**Given text**
━━━━━━━━

If you want to see what can be done with Flash for stocks/trading, you
should have a look to this app :
http://marketrac.nyse.com/mt/

I think it is Flash5 based... pretty impressive...
It should be even faster if it was done with FlashMX.

The example always shown by MM is the E*Trade stock quote widget.
https://us.etrade.com/e/t/invest?traxui=F_HV ("flashlet" on the right)

There is a small sample applications in DRK1 called "Stock Services Library"
that allow you to easily retrieve and display historical stock information
within Macromedia Flash MX :
http://www.macromedia.com/software/drk/productinfo/product_overview/volume1/
additional_resources.html#1
http://www.macromedia.com/software/drk/productinfo/product_overview/volume1/
flash_remote_article.html

I haven't seen the java applet from scotttrader.com but a Flash-based app
should definitely offer a much better end results (portability, UI,
experience...).

Benoit Hediard
www.benorama.com

> -----Message d'origine-----
> De : [EMAIL PROTECTED] [mailto:[EMAIL PROTECTED]
> Envoyé : lundi 16 juin 2003 18:12
> À : CF-Talk
> Objet : SOT Flash vs Java Applet to display streaming data
>
>
> Not exactly CF, but there are lots of Flash users out there.

━━━━━━━━

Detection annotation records
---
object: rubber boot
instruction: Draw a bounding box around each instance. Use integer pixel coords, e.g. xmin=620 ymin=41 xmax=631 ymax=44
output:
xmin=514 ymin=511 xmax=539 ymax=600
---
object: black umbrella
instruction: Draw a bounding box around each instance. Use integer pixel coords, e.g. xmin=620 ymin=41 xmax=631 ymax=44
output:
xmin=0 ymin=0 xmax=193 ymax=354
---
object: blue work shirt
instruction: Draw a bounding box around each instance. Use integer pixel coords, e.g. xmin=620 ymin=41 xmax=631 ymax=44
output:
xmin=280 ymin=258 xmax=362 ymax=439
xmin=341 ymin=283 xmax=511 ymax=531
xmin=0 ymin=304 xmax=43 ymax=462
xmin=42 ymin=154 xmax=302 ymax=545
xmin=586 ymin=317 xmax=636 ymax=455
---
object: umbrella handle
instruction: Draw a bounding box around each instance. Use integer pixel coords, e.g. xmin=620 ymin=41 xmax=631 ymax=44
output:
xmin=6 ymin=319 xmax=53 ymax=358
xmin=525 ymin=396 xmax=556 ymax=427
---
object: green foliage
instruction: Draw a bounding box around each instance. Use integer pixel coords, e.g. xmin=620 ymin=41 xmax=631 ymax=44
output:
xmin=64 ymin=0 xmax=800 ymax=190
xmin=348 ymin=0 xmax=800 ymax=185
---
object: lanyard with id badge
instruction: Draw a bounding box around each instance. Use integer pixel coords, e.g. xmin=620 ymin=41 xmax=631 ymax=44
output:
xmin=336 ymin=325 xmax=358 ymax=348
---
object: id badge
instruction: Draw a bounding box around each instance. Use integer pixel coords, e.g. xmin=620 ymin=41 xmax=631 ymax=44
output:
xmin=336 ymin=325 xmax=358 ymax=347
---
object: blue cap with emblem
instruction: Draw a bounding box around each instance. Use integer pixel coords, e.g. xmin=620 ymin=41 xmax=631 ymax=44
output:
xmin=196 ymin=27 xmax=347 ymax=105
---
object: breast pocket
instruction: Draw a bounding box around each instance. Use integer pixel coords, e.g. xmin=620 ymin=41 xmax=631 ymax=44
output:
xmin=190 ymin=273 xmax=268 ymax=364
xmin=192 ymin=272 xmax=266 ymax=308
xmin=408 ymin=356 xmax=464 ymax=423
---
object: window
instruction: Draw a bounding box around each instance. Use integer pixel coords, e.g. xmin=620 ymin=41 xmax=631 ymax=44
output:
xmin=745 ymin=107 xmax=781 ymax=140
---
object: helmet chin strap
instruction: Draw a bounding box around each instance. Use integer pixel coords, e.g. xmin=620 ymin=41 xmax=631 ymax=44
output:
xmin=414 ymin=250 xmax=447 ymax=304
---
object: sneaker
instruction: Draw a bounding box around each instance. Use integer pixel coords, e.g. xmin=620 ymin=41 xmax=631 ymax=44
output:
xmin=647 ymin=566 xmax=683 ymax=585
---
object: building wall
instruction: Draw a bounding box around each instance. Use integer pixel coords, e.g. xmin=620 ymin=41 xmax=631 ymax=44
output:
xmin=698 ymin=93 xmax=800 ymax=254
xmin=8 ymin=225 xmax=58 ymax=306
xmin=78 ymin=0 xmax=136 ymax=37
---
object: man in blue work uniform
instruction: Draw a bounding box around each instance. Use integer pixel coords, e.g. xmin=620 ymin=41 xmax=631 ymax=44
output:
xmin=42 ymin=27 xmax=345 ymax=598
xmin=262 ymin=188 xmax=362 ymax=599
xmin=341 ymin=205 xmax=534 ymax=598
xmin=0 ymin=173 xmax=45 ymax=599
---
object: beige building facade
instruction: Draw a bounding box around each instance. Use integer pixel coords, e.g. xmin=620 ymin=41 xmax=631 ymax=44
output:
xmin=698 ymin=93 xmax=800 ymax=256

━━━━━━━━

**Objectives**
1) Decide whether each statement agrees with the mailing-list message about Flash for stock trading, answering yes or no and quoting the words of the message that settle it: (a) The writer thinks the NYSE app is based on Flash5. (b) The writer has seen the Java applet from scotttrader.com. (c) The sample application in DRK1 is called "Stock Services Library".
2) Retype the part of the mailing-list message about Flash for stock trading word for word, starting at "The example always" and ending at "experience...).".
The entries play no part in the tasks.

**Responses per task**
1)
(a) Yes: "I think it is Flash5 based"
(b) No: "I haven't seen the java applet from scotttrader.com"
(c) Yes: "There is a small sample applications in DRK1 called "Stock Services Library""

2)
The example always shown by MM is the E*Trade stock quote widget.
https://us.etrade.com/e/t/invest?traxui=F_HV ("flashlet" on the right)

There is a small sample applications in DRK1 called "Stock Services Library"
that allow you to easily retrieve and display historical stock information
within Macromedia Flash MX :
http://www.macromedia.com/software/drk/productinfo/product_overview/volume1/
additional_resources.html#1
http://www.macromedia.com/software/drk/productinfo/product_overview/volume1/
flash_remote_article.html

I haven't seen the java applet from scotttrader.com but a Flash-based app
should definitely offer a much better end results (portability, UI,
experience...).